**Task goal:** When you reach the listing, restate it word for word, leaving nothing out.

== Records supplied ==

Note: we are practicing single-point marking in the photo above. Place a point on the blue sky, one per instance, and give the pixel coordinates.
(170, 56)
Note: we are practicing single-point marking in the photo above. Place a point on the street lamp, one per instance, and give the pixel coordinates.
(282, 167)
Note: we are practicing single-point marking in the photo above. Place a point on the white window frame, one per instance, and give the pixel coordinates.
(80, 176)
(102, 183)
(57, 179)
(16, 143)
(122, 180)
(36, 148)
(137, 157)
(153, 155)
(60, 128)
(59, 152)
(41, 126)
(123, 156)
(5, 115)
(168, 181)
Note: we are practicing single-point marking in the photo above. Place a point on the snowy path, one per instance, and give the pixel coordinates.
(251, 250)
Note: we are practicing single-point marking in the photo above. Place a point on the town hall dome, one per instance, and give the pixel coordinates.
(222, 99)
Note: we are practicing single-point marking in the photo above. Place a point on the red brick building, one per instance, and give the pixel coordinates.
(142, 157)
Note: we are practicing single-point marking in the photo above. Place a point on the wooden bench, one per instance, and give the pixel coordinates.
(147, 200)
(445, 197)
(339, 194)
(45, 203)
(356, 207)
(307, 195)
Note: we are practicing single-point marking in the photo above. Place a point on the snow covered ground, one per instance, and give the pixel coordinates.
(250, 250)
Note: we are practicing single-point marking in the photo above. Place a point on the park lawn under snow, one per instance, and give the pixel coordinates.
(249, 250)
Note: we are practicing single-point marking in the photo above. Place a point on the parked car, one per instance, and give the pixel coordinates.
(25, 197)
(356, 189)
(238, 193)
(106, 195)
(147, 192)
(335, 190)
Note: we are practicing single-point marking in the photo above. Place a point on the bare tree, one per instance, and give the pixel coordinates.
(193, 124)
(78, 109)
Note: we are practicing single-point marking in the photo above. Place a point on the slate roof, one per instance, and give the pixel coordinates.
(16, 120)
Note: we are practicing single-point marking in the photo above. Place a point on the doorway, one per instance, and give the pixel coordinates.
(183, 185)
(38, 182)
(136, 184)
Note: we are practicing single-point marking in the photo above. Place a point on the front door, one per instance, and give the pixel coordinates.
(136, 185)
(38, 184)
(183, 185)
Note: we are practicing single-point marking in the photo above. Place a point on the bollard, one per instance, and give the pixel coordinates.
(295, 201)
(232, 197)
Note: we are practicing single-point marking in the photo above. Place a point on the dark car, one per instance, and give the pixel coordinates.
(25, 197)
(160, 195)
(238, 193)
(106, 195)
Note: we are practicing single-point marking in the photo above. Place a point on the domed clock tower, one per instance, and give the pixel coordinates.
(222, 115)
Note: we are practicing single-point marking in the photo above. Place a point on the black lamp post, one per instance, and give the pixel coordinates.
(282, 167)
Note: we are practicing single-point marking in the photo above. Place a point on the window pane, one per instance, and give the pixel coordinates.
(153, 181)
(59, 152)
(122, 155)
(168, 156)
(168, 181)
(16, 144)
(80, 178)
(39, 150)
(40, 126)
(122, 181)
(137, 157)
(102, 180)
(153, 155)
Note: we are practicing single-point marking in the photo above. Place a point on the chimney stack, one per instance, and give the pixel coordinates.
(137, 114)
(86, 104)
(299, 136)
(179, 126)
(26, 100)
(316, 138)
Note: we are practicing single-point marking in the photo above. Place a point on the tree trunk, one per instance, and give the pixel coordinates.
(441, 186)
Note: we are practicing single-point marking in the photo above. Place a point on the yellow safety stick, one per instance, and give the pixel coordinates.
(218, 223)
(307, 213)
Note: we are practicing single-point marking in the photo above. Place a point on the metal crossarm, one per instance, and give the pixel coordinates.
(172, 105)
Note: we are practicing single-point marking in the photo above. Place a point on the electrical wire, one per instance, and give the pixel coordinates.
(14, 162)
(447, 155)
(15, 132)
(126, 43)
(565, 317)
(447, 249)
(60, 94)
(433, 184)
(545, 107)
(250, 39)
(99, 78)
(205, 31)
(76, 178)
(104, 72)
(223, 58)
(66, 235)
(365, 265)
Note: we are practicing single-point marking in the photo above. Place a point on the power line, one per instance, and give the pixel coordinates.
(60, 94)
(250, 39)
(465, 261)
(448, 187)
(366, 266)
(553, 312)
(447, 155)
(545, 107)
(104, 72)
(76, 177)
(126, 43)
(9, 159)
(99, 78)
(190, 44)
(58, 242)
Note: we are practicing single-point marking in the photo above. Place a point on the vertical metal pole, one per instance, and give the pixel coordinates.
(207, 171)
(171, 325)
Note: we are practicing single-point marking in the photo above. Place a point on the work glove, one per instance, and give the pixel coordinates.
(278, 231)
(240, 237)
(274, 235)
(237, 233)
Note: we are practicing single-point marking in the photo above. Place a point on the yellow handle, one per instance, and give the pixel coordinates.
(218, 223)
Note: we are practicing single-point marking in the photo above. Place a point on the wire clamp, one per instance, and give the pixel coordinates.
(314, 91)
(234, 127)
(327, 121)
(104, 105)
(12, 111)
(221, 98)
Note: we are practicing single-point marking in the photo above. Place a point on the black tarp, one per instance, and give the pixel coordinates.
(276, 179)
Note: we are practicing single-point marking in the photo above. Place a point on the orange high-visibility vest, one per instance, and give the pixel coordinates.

===

**Answer for this exercise:**
Note: we are practicing single-point marking in the photo above. Place a point on the blue sky, one per instance, and give the pixel coordinates.
(170, 56)
Note: we are practicing single-point marking in the photo above. Place a point on the street lamp, one per instance, and give the pixel coordinates.
(282, 167)
Note: we are practicing single-point marking in the photo above. Place a point on the white window frame, one per instance, and give the pixel coordinates.
(80, 176)
(102, 183)
(57, 179)
(16, 143)
(122, 180)
(36, 148)
(137, 157)
(153, 155)
(60, 128)
(59, 152)
(41, 126)
(123, 156)
(5, 115)
(168, 181)
Note: we are practicing single-point marking in the photo above. Place a point on the snowy path, one per instance, and give the pixel coordinates.
(251, 250)
Note: we are practicing single-point marking in the photo above. Place a point on the town hall dome, one per instance, and give the pixel coordinates.
(222, 99)
Note: we are practicing single-point marking in the photo above. Place a point on the red brick building, one per instance, and give the pixel coordinates.
(142, 157)
Note: we are practicing single-point marking in the photo above. Place a point on the wooden bench, one per instance, and give the pixel coordinates.
(147, 200)
(445, 197)
(339, 194)
(45, 203)
(356, 207)
(307, 195)
Note: we are practicing single-point marking in the photo above. Place a point on the snow covered ground, one per instance, and give the pixel coordinates.
(250, 250)
Note: we are practicing single-point marking in the photo above. Place a point on the park lawn under snow, one per instance, and give the pixel coordinates.
(249, 250)
Note: we are practicing single-point marking in the photo above. Place a point on the parked car, one per instance, and give the pixel coordinates.
(25, 197)
(356, 189)
(238, 193)
(106, 195)
(147, 192)
(335, 190)
Note: we are practicing single-point marking in the photo above. Place a point on the bare tree, one per instance, and give the pixel coordinates.
(193, 124)
(78, 109)
Note: we are practicing single-point marking in the photo above. Place a point on the slate roof, one per instance, and give the pixel coordinates.
(16, 120)
Note: we are practicing single-point marking in the photo above. Place a point on the doorway, one per instance, and give the pixel coordinates.
(183, 185)
(38, 182)
(136, 184)
Note: we are practicing single-point marking in the photo above. Place a point on the front door, one per instance, and give the pixel coordinates.
(136, 185)
(38, 184)
(183, 185)
Note: we are practicing single-point marking in the photo above. Place a point on the bollard, one per instance, and give the pixel coordinates.
(295, 201)
(232, 197)
Note: we are practicing single-point marking in the photo above. Place a point on the dark car, one per instance, and give the pixel coordinates.
(25, 197)
(160, 195)
(238, 193)
(106, 195)
Note: we are practicing single-point marking in the photo above. Place a point on the domed clock tower, one per instance, and give the pixel coordinates.
(222, 115)
Note: we are practicing single-point marking in the photo above. Place a point on the black lamp post, one per instance, and give the pixel coordinates.
(282, 167)
Note: we are practicing single-point marking in the photo above. Place a point on the window pane, one per instance, and give the pixel coordinates.
(153, 181)
(59, 152)
(122, 155)
(168, 156)
(168, 181)
(16, 144)
(80, 178)
(39, 150)
(40, 126)
(122, 181)
(137, 157)
(102, 180)
(153, 155)
Note: we are practicing single-point marking in the photo above. Place a point on the chimney stack, one per instance, and give the pixel coordinates.
(137, 114)
(86, 104)
(299, 136)
(179, 126)
(26, 100)
(316, 138)
Note: we are practicing single-point marking in the photo above. Place a point on the tree trunk, one per instance, and give the pixel coordinates.
(441, 186)
Note: we are practicing single-point marking in the photo above. Place a point on the yellow safety stick, one per instance, and give the pixel coordinates.
(218, 223)
(307, 213)
Note: we are practicing single-point marking in the photo above. Place a point on the metal crossarm, one per instance, and give the pixel coordinates.
(172, 105)
Note: we are practicing single-point marking in the photo above. Place a point on the electrical wire, one per instance, and give the pixel coordinates.
(14, 162)
(447, 155)
(15, 132)
(126, 43)
(565, 317)
(447, 249)
(60, 94)
(433, 184)
(545, 107)
(250, 39)
(99, 78)
(205, 31)
(76, 178)
(104, 72)
(223, 58)
(66, 235)
(365, 265)
Note: we are practicing single-point marking in the photo above. Place a point on the power line, one per instance, and give the pixel coordinates.
(60, 94)
(250, 39)
(465, 261)
(448, 187)
(366, 266)
(553, 312)
(447, 155)
(545, 107)
(104, 72)
(76, 177)
(126, 43)
(9, 159)
(99, 78)
(190, 44)
(58, 242)
Note: we are practicing single-point marking in the photo above. Place a point on the vertical metal pole, one per instance, and give the pixel coordinates.
(207, 171)
(171, 325)
Note: we are practicing single-point marking in the photo above. Place a point on the work glove, one per instance, and give the pixel coordinates.
(278, 231)
(240, 237)
(274, 235)
(237, 233)
Note: we are practicing single-point marking in the photo above. Place a point on the yellow handle, one per instance, and give the pixel coordinates.
(218, 223)
Note: we are practicing single-point marking in the photo above. Place a point on the wire clamp, one per instance, and give the pixel coordinates.
(314, 91)
(234, 127)
(327, 121)
(104, 105)
(12, 111)
(221, 98)
Note: we are practicing single-point marking in the photo above. Place a point on the black tarp, one per instance, and give the pixel coordinates.
(276, 179)
Note: we are practicing single-point marking in the photo above. Place a point on the orange high-visibility vest, one per instance, and give the pixel coordinates.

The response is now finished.